TASK STATEMENT:
The response must consist of the records below, copied exactly.

DATA:

● ● ● ●

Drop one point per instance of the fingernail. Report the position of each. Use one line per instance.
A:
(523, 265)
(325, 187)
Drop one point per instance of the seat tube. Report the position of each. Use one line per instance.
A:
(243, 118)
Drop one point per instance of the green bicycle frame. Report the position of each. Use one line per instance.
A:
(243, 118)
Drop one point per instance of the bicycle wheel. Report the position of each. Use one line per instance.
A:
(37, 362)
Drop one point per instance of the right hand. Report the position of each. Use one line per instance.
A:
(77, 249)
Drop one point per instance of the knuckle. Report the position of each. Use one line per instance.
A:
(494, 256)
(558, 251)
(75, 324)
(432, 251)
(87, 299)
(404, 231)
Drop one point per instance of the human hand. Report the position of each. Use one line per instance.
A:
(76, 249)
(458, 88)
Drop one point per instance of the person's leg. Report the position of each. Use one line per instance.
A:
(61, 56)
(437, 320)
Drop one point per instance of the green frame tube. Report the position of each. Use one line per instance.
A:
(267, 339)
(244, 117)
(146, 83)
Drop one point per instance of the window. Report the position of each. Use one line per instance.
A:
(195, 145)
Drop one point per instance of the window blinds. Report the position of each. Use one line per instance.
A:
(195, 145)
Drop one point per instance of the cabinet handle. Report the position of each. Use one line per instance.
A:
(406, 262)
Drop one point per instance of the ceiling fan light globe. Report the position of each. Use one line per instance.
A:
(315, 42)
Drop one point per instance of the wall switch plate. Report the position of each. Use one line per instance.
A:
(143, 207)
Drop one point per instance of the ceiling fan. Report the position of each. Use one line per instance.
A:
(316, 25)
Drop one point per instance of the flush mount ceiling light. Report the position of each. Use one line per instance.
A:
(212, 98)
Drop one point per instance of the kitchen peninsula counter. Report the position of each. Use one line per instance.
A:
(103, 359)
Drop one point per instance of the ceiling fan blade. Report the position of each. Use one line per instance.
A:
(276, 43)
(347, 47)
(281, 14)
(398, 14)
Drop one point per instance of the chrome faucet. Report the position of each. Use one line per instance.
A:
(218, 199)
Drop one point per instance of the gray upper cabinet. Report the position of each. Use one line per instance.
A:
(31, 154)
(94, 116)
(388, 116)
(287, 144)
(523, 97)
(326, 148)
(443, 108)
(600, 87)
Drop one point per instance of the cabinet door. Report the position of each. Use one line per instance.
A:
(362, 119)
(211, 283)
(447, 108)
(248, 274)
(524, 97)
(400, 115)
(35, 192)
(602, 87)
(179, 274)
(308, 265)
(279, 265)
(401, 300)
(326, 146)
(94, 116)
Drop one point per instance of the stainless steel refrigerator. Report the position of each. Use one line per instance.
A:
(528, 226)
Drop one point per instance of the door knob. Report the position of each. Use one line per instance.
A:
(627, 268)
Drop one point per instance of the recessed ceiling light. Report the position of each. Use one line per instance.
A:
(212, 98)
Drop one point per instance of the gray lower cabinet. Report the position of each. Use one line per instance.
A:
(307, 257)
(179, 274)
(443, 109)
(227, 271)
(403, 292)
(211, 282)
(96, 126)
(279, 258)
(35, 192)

● ● ● ●

EXERCISE ANSWER:
Drop one point per instance of the fingernail. Report the position of each. Use one line per instance.
A:
(523, 265)
(325, 187)
Drop one point per instance of the seat tube. Report the position of each. Use one line per instance.
A:
(243, 118)
Drop one point per instance of the green bicycle frame. Report the position of each. Use one line per instance.
A:
(243, 118)
Drop one point per instance of the bicycle wheel. Report the position of each. Use one line per instance.
A:
(37, 362)
Drop one point per instance of the right hand. Report the position of each. Use one line per instance.
A:
(77, 249)
Drop one point per instance of the knuckle. Report the position of each. Use one line per instance.
A:
(494, 256)
(558, 251)
(75, 324)
(432, 251)
(87, 299)
(404, 231)
Drop one point per instance of the human hand. Report the position of each. Use one line per instance.
A:
(76, 249)
(458, 88)
Drop one point per instance of the person's leg. Report the position of each. Use one line per instance.
A:
(61, 56)
(437, 320)
Drop one point per instance of the green frame tube. Report the position of each. Use one line per instance.
A:
(267, 339)
(244, 117)
(146, 83)
Drop one point per instance of the window. Report the position of each. Use one line per instance.
A:
(195, 145)
Drop one point per instance of the window blinds. Report the position of each. Use one line per instance.
A:
(195, 145)
Drop one point per instance of the cabinet handle. Report the position of each. Use one line per instance.
A:
(406, 262)
Drop one point per instance of the ceiling fan light globe. Report the position of each. Use one line per instance.
A:
(315, 42)
Drop one point per instance of the wall switch plate. Report the position of each. Use one line per instance.
A:
(143, 207)
Drop one point per instance of the ceiling fan. Report the position of each. Use one line per instance.
A:
(316, 25)
Drop one point per instance of the flush mount ceiling light. Report the position of each. Use one line per instance.
A:
(212, 98)
Drop one point per instance of the kitchen peninsula counter. Report the position of each. Use one line per instance.
A:
(103, 359)
Drop one point per instance of the ceiling fan blade. Report the position of each. Use one line per instance.
A:
(276, 43)
(347, 47)
(281, 14)
(398, 14)
Drop one point per instance of the chrome faucet. Report the position of each. Use one line per instance.
A:
(218, 199)
Drop one point per instance of the gray upper cabinet. Report the position of each. Use one line per instance.
A:
(31, 154)
(94, 116)
(388, 116)
(287, 144)
(523, 97)
(326, 148)
(443, 108)
(600, 87)
Drop one point per instance of the cabinet door. Report the position of each. Use one line per instance.
A:
(362, 119)
(211, 283)
(447, 108)
(248, 274)
(524, 97)
(400, 115)
(35, 192)
(602, 87)
(179, 274)
(308, 265)
(279, 265)
(401, 300)
(326, 146)
(94, 116)
Drop one point per instance of the stainless steel refrigerator. Report the position of each. Use one line per instance.
A:
(528, 226)
Drop one point per instance of the door knob. Report the position of each. Use one line per instance.
A:
(627, 268)
Drop one point per instance of the recessed ceiling light. Report the position of each. Use one line per instance.
A:
(212, 98)
Drop one point per instance of the gray lower cabinet. Report the position of each. Use one line per instance.
A:
(307, 257)
(179, 274)
(443, 109)
(227, 271)
(403, 292)
(211, 282)
(96, 126)
(279, 258)
(35, 192)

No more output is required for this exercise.